- _The task_: Could you write out the lines below exactly, beginning with the first and finishing with the one that contains "Objective: locate each instance of the red abdomen"?

- _Source material_:
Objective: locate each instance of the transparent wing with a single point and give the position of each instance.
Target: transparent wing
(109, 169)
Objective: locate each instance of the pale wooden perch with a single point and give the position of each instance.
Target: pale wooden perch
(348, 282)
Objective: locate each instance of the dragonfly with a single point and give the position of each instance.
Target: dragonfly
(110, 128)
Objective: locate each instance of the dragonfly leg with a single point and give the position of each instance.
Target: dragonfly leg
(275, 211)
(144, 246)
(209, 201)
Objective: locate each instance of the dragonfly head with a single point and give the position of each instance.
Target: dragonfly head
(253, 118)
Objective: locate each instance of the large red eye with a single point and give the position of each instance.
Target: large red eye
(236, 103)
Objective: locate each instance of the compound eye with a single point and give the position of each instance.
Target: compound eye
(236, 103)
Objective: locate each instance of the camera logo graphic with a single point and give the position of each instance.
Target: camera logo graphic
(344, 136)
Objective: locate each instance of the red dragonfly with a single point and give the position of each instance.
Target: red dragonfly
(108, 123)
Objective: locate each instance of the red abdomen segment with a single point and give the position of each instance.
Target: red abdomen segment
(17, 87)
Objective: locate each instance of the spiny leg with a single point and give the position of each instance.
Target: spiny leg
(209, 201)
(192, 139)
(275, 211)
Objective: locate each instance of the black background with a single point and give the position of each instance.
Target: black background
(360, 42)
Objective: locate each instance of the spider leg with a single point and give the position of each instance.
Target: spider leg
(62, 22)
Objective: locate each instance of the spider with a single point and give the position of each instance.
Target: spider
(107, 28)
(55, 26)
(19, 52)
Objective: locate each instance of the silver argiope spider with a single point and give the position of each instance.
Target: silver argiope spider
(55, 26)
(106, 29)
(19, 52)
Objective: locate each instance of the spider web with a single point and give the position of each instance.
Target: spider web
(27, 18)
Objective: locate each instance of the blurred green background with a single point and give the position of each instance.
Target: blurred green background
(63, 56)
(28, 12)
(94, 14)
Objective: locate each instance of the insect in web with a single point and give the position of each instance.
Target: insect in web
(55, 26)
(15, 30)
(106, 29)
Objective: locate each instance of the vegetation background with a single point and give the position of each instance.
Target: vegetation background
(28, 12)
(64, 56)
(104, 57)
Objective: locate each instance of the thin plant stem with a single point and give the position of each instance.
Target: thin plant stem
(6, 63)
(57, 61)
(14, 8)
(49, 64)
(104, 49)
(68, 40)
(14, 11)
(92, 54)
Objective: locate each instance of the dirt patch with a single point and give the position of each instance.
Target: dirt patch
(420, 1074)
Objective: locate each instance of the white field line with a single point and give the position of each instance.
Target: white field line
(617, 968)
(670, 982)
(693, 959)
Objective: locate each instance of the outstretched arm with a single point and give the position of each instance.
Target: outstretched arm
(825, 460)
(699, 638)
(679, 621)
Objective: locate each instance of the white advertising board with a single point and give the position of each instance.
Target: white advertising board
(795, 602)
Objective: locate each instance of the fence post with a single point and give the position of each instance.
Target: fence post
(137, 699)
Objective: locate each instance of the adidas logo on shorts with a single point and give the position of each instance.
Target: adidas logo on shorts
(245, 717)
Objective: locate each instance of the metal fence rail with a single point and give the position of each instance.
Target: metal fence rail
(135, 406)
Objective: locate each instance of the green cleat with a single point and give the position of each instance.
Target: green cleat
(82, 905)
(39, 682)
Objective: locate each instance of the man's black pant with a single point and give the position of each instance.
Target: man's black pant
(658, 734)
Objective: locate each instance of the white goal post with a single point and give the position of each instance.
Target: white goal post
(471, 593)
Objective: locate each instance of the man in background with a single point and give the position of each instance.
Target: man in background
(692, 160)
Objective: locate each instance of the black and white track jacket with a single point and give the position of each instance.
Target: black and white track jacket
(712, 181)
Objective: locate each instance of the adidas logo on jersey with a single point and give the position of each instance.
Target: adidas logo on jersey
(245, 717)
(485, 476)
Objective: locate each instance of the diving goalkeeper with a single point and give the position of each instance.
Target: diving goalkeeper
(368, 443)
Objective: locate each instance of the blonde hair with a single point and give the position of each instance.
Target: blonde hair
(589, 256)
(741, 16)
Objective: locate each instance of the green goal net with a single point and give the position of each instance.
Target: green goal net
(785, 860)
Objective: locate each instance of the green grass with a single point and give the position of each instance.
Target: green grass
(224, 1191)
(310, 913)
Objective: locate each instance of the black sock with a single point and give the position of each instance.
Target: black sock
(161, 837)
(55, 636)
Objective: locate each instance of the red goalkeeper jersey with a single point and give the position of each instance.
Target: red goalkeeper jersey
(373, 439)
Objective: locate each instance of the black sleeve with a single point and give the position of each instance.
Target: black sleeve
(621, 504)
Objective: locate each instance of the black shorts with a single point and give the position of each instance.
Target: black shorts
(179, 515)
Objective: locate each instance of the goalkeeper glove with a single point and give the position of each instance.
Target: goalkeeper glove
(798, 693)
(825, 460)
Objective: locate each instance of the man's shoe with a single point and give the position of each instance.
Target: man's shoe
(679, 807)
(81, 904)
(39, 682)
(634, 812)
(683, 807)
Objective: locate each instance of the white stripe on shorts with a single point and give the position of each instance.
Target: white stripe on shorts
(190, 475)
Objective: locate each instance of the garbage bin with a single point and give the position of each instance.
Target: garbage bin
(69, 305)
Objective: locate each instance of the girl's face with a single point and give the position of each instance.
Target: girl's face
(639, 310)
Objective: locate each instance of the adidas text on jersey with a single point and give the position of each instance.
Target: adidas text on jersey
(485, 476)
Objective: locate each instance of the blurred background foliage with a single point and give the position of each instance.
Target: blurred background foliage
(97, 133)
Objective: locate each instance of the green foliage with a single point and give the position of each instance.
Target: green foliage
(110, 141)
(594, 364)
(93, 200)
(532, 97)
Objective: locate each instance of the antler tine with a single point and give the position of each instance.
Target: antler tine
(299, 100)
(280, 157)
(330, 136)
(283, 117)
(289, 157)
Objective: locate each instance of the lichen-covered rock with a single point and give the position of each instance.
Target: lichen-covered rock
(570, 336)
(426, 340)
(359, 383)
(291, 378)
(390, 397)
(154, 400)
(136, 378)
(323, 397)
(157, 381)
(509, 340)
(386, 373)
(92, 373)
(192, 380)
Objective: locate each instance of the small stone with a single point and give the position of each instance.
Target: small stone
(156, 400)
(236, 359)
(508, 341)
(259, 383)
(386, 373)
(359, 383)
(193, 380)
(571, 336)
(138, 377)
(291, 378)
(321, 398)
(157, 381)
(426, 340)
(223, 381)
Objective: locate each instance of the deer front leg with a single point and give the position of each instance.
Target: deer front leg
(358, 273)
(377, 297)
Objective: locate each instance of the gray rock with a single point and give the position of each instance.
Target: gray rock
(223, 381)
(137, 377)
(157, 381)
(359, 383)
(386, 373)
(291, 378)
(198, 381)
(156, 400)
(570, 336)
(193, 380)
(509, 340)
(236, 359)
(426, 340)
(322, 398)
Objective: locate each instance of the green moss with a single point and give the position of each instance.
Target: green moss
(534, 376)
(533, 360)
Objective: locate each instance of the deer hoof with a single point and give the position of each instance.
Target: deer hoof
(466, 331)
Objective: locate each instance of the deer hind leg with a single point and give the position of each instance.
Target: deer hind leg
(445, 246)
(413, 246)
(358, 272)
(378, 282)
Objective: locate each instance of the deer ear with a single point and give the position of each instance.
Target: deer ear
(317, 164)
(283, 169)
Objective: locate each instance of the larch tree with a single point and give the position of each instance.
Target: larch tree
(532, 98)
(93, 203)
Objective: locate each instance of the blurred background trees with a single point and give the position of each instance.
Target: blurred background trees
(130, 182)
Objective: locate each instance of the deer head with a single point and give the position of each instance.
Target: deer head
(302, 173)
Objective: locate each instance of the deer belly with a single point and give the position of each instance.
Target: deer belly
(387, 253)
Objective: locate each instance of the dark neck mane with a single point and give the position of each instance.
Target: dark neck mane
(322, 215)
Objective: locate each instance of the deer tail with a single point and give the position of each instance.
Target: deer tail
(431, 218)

- _Output of the task_:
Objective: locate each instance of the transparent wing with a single point and give the position of each instance.
Target: transparent wing
(109, 169)
Objective: locate each instance of the pale wooden perch with a single point and give the position of each instance.
Target: pale wooden perch
(348, 282)
Objective: locate each instance of the dragonfly with a single point and give the position of each instance.
Target: dragonfly
(110, 128)
Objective: locate each instance of the dragonfly leg with a single point and give the position of each instance.
Target: dragonfly leg
(275, 211)
(144, 246)
(209, 201)
Objective: locate each instance of the dragonfly head with a single point and give the position of each instance.
Target: dragonfly head
(253, 118)
Objective: locate each instance of the large red eye with a single point and give the position of each instance.
Target: large red eye
(236, 103)
Objective: locate each instance of the compound eye with a single point and give the position of each instance.
Target: compound eye
(236, 103)
Objective: locate each instance of the camera logo graphic with a single point and give the position of each instance.
Target: camera logo graphic
(344, 136)
Objective: locate each instance of the red dragonfly with a single point and give the position of each instance.
Target: red dragonfly
(108, 123)
Objective: locate each instance of the red abdomen segment with a single point and give the position of each instance.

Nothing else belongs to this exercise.